Records and information were limited, therefore some questions about the people could not be answered because few record-keeping Europeans contacted the Beothuk. By contrast, peoples such as the Huron or the Mi'kmaq interacted with the French missionaries, who studied and taught them and had extensive trade with French, Dutch, and English merchants – all of whom made records of their encounters.

There are references that document Beothuk presence in the region of Notre Dame Bay in the last half of the 18th and early part of the 19th century. Previous archaeological surveys and amateur finds indicate it was likely the Beothuk lived in the area prior to European encounter. Eastern Notre Dame Bay is rich in animal and fish life: seals, fish, and seabirds, and its hinterland supported large caribou herds.

Archaeologists found sixteen Indigenous sites, ranging in age from the Maritime Archaic era (7000 BC – modern) through the Palaeo-Eskimo period, down to the Recent Indigenous (including the Beothuk) occupation. Two of the sites are associated with the historical Beothuk. Boyd's Cove, the larger of the two, is 3000 m2 and is on top of a 6 m glacial moraine. The coarse sand, gravel, and boulders were left behind by glaciers.

The artifacts provide answers to an economic question: why did the Beothuk avoid Europeans? The interiors of four houses and their environs produced some 1,157 nails, the majority of which were forged by the Beothuk. The site's occupants manufactured some sixty-seven projectile points (most made from nails and bones). They modified nails to use as what are believed to be scrapers to remove fat from animal hides, they straightened fish hooks and adapted them as awls, they fashioned lead into ornaments, and so on. In summary, the Boyd's Cove Beothuk took debris from an early modern European fishery and fashioned materials.

**Records:**

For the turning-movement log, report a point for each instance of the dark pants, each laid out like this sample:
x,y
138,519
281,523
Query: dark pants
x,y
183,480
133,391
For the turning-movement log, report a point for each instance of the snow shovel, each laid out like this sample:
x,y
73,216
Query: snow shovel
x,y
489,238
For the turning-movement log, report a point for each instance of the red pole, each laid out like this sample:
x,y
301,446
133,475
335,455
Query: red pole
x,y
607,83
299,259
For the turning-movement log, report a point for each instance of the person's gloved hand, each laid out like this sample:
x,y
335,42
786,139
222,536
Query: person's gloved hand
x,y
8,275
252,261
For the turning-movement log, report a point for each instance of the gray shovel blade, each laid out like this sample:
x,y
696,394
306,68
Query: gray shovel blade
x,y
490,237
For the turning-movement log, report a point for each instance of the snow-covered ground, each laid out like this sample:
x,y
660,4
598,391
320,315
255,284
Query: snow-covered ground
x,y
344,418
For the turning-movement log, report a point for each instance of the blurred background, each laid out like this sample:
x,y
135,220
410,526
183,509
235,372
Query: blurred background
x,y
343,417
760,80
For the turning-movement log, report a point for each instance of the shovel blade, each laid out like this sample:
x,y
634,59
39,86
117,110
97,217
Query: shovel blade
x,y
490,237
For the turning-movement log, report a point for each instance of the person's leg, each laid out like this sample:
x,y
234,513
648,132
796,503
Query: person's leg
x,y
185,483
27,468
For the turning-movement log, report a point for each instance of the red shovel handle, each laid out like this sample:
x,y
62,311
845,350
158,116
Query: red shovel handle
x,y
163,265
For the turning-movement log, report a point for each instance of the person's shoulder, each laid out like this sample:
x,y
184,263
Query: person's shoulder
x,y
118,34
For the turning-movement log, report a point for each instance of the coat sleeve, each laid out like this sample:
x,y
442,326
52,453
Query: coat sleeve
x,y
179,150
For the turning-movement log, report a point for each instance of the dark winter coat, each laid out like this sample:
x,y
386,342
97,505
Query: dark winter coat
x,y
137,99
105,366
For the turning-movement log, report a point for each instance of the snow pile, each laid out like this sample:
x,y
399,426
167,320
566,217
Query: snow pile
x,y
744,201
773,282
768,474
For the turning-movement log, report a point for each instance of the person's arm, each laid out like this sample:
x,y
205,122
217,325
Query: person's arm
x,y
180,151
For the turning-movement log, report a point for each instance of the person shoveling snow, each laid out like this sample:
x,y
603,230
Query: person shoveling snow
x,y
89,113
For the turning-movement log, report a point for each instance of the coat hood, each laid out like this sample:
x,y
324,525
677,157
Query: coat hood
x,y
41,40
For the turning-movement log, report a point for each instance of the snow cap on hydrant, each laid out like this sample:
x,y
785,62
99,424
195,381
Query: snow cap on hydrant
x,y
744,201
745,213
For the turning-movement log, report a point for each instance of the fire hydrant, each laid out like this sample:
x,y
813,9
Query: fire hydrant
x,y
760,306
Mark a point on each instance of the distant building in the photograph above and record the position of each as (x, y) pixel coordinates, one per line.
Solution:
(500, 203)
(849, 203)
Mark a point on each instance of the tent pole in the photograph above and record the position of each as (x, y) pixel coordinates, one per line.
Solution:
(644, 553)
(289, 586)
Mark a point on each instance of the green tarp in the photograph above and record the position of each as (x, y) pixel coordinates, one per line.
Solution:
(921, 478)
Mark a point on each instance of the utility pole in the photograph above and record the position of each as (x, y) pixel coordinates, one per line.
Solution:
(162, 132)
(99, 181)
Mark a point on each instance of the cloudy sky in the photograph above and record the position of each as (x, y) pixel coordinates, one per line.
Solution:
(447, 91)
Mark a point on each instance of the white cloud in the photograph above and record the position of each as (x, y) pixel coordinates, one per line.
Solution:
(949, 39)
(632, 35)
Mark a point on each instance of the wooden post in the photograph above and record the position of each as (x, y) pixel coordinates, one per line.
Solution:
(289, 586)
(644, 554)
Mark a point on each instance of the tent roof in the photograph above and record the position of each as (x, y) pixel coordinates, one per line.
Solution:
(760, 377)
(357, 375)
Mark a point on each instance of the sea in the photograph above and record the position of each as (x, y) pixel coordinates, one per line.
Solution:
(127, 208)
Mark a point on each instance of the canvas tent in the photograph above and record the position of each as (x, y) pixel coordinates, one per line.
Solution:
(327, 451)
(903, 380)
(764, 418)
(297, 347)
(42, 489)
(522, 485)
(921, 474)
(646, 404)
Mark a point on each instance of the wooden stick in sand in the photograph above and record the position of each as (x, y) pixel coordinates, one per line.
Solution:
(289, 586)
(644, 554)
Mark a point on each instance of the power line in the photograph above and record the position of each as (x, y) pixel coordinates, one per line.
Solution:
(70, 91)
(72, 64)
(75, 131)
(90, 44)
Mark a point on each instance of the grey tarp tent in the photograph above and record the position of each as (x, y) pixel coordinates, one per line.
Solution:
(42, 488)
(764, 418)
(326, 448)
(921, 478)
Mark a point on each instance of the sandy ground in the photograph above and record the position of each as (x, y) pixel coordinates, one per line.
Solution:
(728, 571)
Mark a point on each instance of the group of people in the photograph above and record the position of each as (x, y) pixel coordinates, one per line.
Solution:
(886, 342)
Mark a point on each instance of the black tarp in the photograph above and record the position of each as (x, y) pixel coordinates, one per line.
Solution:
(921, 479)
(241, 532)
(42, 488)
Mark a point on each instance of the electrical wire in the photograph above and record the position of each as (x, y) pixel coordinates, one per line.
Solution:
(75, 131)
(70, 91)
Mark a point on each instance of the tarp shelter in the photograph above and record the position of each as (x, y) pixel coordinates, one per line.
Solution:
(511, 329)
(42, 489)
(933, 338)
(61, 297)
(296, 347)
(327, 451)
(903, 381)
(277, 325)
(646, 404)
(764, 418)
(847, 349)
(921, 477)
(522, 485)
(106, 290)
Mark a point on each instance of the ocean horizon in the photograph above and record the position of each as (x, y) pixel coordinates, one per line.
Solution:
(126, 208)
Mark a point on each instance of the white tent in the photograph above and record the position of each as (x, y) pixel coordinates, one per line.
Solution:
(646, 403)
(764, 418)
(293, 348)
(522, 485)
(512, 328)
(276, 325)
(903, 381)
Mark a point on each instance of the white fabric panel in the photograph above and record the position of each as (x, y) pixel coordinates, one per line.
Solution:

**Tasks:**
1 > In the text about the Beothuk, how many nails came from the interiors of four houses and their environs?
2 > Carry on the text about the Beothuk from its final sentence onward.

**Answers by task:**
1 > Some 1,157 nails.

2 >
=== Trends in findings across Beothuk archaeological sites ===
All Beothuk sites of note are in coastal areas; this implies that, prior to European settlement, most Indigenous settlements were along the coast. This adds evidence to the claim that the Beothuk were cut off from their food sources which led to many of them starving to death as they were pushed inland. Many sites consist of the same elements because they are all former occupational sites. These sites show a variety of material culture based on what period they are from; however, most contain the remains of animals, remainders of permanent and semipermanent structures such as remains of fire pits and sleeping hollows. Several sites, such as Sampson's Head Cove, had wooden and bone tools as well as stone arrowheads. There have also been instances of stone jewelry found at residential sites. Several people have claimed to have uncovered Beothuk burials; however, these are not substantiated by much evidence of this. Additionally, many cases of Beothuk remains may have been true at one point but because of mishandling the remains are now lost and unable to be verified. A prime example of this is a picture of what was said to be a mummified Beothuk child, which was lost by the Newfoundland Museum that it was held in due to the fact that the museum shared a building with a post office. In the early 1900s the child's remains, as well as the remains of an adult Beothuk and a number of other Beothuk artifacts, were put in storage by the post office and then subsequently lost. Additionally all images of this were subsequently lost once again due to neglect leaving nothing but first hand accounts to even confirm the existence of the remains and artifacts, leaving them entirely to the public imagination. Other accounts confirm that this is fairly normal for Beothuk remains.

== Genetics ==
In 2007, DNA testing was conducted on material from the teeth of Demasduit and her husband Nonosabasut, two Beothuk individuals buried in the 1820s. The results assigned them to Haplogroup X (mtDNA) and Haplogroup C (mtDNA), respectively, which are also found in current Mi'kmaq populations in Newfoundland. DNA research indicates they were solely of First Nation Indigenous maternal ancestry, unlike some earlier studies suggesting an Indigenous/European hybrid. However, a 2011 analysis showed although the two Beothuk and living Mi'kmaq occur in the same haplogroups, SNP differences between Beothuk and Mi'kmaq individuals indicate they were dissimilar within those groups, and a 'close-relationship' theory was not supported.